(EXCERPTED TEXT):
---------------

Tennessee Transgender Political Coalition
- U.S. State of Tennessee
- Founded: May 30, 2003
- Location: Nashville, Tennessee;
- Region served: Tennessee
- Website: ttpcweb.com

= Tennessee Transgender Political Coalition =

U.S. civil rights organization

The Tennessee Transgender Political Coalition is a transgender and LGBTQ civil rights organization in the state of Tennessee in the United States of America.

==Overview==
The Tennessee Transgender Political Coalition (TTPC) was founded on May 30, 2003, in Nashville, Tennessee, by Marisa Richmond and a group of concerned citizens. It is a trans organized and trans led organization. It is inclusive of intersectional identities and identities both binary and nonbinary.

For over a decade, the TTPC has lobbied both for and against legislation affecting the transgender community of Tennessee. The organization has lobbied against a 2006 referendum to amend the state constitution to ban same-sex marriage, the Don't Say Gay bill sponsored in 2011 by Sen. Stacey Campfield and Rep. Bill Dunn, and other public issues. It endorsed Nashville mayor Karl Dean for re-election in 2011 and Megan Barry in 2017.

Active members engage in direct lobbying efforts, public education, and grassroots community organizing, as well as the community support expected from any trans organization. A member has run for office, and currently serves on a metro human rights commission.

---------------

(DATA SHOWN):
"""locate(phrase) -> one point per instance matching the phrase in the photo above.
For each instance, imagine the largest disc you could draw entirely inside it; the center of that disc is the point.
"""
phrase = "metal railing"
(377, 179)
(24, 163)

---------------

(INSTRUCTIONS):
a) Answer these questions using the coalition overview:
(i) On what date and in which city was the coalition founded?
(ii) Which Nashville mayoral candidates did the organization endorse, and in which years?
(iii) On what kind of body does one member currently serve?
b) Pick up the coalition overview after its final sentence and continue it.
The entries come from a separate source and are unrelated to the coalition overview.

(THE ANSWERS):
a)
(i) May 30, 2003, in Nashville, Tennessee.
(ii) Karl Dean for re-election in 2011 and Megan Barry in 2017.
(iii) A metro human rights commission.

b)
TTPC has lobbied for and been instrumental in several high-profile moments for LGBT equality: the Federal Hate Crimes Law (October 2009) passed inclusively for LGBT individuals—four of the votes in favor of the law were from representatives in Tennessee; the CANDO [Contract Accountability Non-Discrimination Ordinance] ordinance in Nashville; and the changing of policy in places such as FedEx and Vanderbilt University to include non-discrimination of employees based on gender identity or expression.

The organization was an outspoken opponent of a 2016 proposed law that would have required students in public schools and universities to use the restroom that corresponded with their assigned sex. Along with the Human Rights Campaign, the ACLU, and the Tennessee Equality Project, the TTPC was "highly critical" of the legislation, according to The Tennessean. Ryan Wilson, a regional field organizer for the Human Rights Campaign, noted that the work of the TTPC was particularly influential because the group succeeded at "uniting state and national resources" to form "a powerful barrier against a number of bills which have died now that legislative session has ended.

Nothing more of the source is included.